▶ _Exercise description_
Convert the entries below into a Markdown table with the columns "Row" and "Content", giving each nonblank line its own numbered row and leaving out blank lines.

────────────────────────────────────────

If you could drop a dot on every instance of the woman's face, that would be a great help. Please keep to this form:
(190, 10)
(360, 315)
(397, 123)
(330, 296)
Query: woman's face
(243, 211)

────────────────────────────────────────

▶ _Solution for this task_
| Row | Content |
|---|---|
| 1 | If you could drop a dot on every instance of the woman's face, that would be a great help. Please keep to this form: |
| 2 | (190, 10) |
| 3 | (360, 315) |
| 4 | (397, 123) |
| 5 | (330, 296) |
| 6 | Query: woman's face |
| 7 | (243, 211) |